In full and word for word, give the records again.

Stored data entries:
╔══

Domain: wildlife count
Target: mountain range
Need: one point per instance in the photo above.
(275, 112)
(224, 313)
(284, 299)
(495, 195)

╚══

■ Answer to this exercise ■
Domain: wildlife count
Target: mountain range
Need: one point per instance in the photo above.
(275, 112)
(224, 313)
(284, 299)
(495, 195)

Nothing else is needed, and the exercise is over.